Pointing lines for named objects:
┏━━

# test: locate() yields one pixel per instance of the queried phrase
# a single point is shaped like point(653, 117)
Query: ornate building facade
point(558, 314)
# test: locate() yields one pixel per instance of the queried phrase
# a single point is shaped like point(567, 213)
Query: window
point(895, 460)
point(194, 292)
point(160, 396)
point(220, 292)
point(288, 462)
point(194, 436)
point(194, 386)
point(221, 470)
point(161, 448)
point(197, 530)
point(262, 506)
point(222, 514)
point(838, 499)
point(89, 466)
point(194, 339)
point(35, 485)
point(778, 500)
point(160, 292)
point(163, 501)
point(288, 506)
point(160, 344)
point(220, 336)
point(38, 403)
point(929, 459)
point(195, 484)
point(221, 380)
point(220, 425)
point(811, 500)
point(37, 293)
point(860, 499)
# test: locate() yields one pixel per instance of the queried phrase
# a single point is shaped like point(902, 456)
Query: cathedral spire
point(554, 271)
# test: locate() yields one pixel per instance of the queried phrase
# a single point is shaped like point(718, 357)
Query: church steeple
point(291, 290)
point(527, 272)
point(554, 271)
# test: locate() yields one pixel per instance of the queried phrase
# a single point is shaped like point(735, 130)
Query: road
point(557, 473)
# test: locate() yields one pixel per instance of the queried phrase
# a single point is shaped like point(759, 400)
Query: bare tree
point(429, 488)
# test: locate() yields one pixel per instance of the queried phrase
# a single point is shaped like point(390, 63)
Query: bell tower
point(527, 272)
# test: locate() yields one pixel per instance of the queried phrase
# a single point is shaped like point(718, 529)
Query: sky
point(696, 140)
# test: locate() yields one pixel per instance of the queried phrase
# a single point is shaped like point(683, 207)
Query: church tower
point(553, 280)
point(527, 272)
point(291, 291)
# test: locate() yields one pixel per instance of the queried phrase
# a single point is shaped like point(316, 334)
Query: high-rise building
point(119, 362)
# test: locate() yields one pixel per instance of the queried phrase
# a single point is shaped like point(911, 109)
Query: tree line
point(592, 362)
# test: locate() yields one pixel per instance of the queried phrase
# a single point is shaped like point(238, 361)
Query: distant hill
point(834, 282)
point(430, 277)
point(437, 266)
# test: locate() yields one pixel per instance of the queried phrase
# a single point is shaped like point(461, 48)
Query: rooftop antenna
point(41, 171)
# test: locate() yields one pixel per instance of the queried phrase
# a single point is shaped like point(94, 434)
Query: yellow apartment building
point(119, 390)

┗━━

Exercise objective – Reproduce every line above without changing anything.

Written reply –
# test: locate() yields one pixel per instance of the queried phrase
# a single point is shaped like point(653, 117)
Query: ornate building facade
point(558, 314)
# test: locate() yields one pixel per instance of the queried phrase
# a single point is shaped like point(567, 213)
Query: window
point(895, 460)
point(194, 292)
point(160, 396)
point(220, 292)
point(288, 462)
point(194, 436)
point(194, 386)
point(221, 470)
point(161, 448)
point(197, 530)
point(262, 506)
point(222, 514)
point(838, 499)
point(89, 466)
point(194, 339)
point(35, 485)
point(778, 500)
point(160, 292)
point(163, 501)
point(288, 506)
point(160, 344)
point(220, 336)
point(38, 403)
point(929, 459)
point(195, 484)
point(221, 380)
point(220, 425)
point(811, 500)
point(37, 293)
point(860, 499)
# test: locate() yields one pixel per instance of the queried phrase
# a single point is shaped like point(902, 456)
Query: cathedral spire
point(554, 271)
# test: locate() yields one pixel per instance of the queried phrase
# a single point is shaped like point(718, 357)
Query: church steeple
point(291, 290)
point(527, 272)
point(554, 271)
# test: locate() yields one pixel per instance of the queried phrase
# a single point is shaped like point(735, 130)
Query: road
point(557, 473)
# test: locate() yields one pixel per instance of the queried phrase
# a single point is shaped like point(759, 400)
Query: bare tree
point(429, 488)
# test: locate() yields one pixel per instance of the queried phrase
# a single point is shaped like point(390, 63)
Query: bell tower
point(527, 272)
# test: locate() yields one pixel per instance of the queried phrase
# a single point is shaped like point(718, 529)
Query: sky
point(696, 140)
# test: locate() yields one pixel per instance of the queried phrase
# a single point is shaped like point(683, 207)
Query: church tower
point(553, 280)
point(527, 272)
point(291, 291)
# test: locate() yields one pixel per instance of the queried phrase
# a single point is shaped like point(316, 334)
Query: high-rise building
point(119, 362)
# test: locate() yields one pixel per instance of the queried phrase
# a single point is shaped like point(911, 109)
Query: tree line
point(592, 362)
# test: locate() yields one pixel per instance of the queried phrase
# a single point is shaped like point(238, 361)
Query: distant hill
point(834, 282)
point(430, 277)
point(437, 266)
# test: locate() yields one pixel per instance of the queried phrase
# a single point is shaped like point(461, 48)
Query: rooftop antenna
point(41, 171)
# test: locate() yields one pixel per instance of the queried phrase
# a single point is shaped like point(94, 434)
Query: yellow apartment building
point(119, 390)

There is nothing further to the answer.